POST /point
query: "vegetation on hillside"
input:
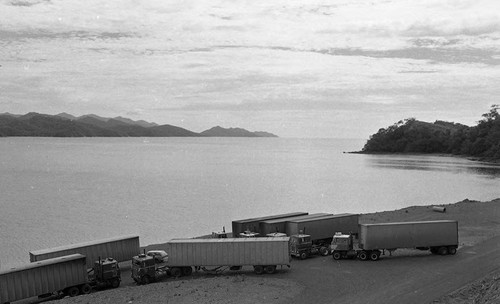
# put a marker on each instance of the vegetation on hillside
(413, 136)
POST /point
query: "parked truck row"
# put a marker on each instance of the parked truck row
(68, 270)
(76, 269)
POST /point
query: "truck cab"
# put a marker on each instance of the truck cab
(143, 268)
(300, 245)
(107, 272)
(342, 242)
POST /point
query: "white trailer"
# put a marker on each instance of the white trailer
(62, 274)
(121, 248)
(440, 237)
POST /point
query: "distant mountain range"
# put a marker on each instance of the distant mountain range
(67, 125)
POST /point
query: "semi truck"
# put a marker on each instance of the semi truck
(314, 235)
(242, 228)
(279, 225)
(214, 255)
(66, 275)
(121, 248)
(440, 237)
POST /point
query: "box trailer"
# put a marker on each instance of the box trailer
(121, 248)
(279, 225)
(263, 254)
(66, 275)
(252, 224)
(440, 237)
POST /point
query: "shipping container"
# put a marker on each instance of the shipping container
(323, 228)
(252, 224)
(121, 248)
(409, 235)
(228, 252)
(43, 277)
(279, 225)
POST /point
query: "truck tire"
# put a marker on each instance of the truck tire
(374, 255)
(363, 255)
(176, 272)
(85, 289)
(73, 291)
(258, 269)
(336, 255)
(443, 250)
(270, 269)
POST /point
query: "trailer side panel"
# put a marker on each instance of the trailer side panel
(324, 227)
(228, 252)
(252, 224)
(42, 277)
(119, 248)
(408, 234)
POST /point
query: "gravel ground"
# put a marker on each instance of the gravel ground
(411, 276)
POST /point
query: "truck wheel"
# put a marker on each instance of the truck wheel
(337, 256)
(176, 272)
(443, 250)
(258, 269)
(85, 289)
(73, 291)
(374, 255)
(270, 269)
(115, 283)
(363, 255)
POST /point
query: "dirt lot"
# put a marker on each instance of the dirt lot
(408, 276)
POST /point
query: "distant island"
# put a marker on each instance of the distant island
(412, 136)
(67, 125)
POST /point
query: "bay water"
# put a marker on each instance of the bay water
(60, 191)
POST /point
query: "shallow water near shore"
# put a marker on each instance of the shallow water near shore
(58, 191)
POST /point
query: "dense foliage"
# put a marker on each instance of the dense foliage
(413, 136)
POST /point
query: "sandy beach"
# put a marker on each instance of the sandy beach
(408, 276)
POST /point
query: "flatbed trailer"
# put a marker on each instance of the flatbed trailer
(121, 248)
· · ·
Exercise brief
Write out the whole listing again, exactly, with no pictures.

Result for this exercise
POST /point
query: "vegetation on hillside"
input:
# put a marker on each instance of the vegetation on hillside
(413, 136)
POST /point
query: "parked truck row"
# put a marker on each instance of the parked truck row
(68, 270)
(76, 269)
POST /point
query: "truck cab"
# put a marker on each instance of the truck cab
(143, 268)
(300, 245)
(107, 272)
(342, 242)
POST /point
query: "white trailer"
# put a marker on each instance of the white trailer
(62, 274)
(121, 248)
(440, 237)
POST /point
query: "distant mountain range"
# put a marker on each instance of the distant mountain range
(67, 125)
POST /point
query: "semi truck"
# put a marker on each instance of the semi truck
(314, 235)
(242, 228)
(279, 225)
(214, 255)
(66, 275)
(121, 248)
(440, 237)
POST /point
query: "box trailer"
# put a marker on each instance of the box trailer
(121, 248)
(279, 225)
(263, 254)
(66, 275)
(252, 224)
(440, 237)
POST /point
query: "shipping container"
# put a marker on each instance of the shipping container
(323, 228)
(252, 224)
(121, 248)
(409, 235)
(228, 252)
(43, 277)
(279, 225)
POST /point
query: "truck tire"
# put a marker on each instance of the truck tire
(374, 255)
(363, 255)
(176, 272)
(85, 289)
(73, 291)
(258, 269)
(336, 255)
(443, 250)
(270, 269)
POST /point
query: "trailer side panel"
# put a marker on each instance of the trailer side panel
(324, 227)
(228, 252)
(252, 224)
(42, 277)
(119, 248)
(408, 234)
POST /point
query: "gravel ground"
# put a marker on each instance of the gravel ground
(411, 276)
POST /point
query: "truck wheel"
# put a marker on each instance of the truck wheel
(337, 256)
(176, 272)
(443, 250)
(258, 269)
(85, 289)
(73, 291)
(374, 255)
(270, 269)
(115, 283)
(363, 255)
POST /point
query: "dirt lot"
# put a marker on each instance of the dirt lot
(408, 276)
POST /point
query: "distant island"
# put a marker on each instance of the distant island
(412, 136)
(67, 125)
POST /point
query: "bay water"
# put a marker on each instance of the bay water
(60, 191)
POST /point
query: "shallow water near shore"
# put a marker on each instance of the shallow water near shore
(58, 191)
POST /point
query: "dense foliage"
# put a marker on each instance of the dense foliage
(413, 136)
POST /point
query: "sandy beach"
# put a marker on each instance of the sandy beach
(408, 276)
POST /point
query: "flatbed trailer"
# put a marker on each instance of the flatbed trailer
(121, 248)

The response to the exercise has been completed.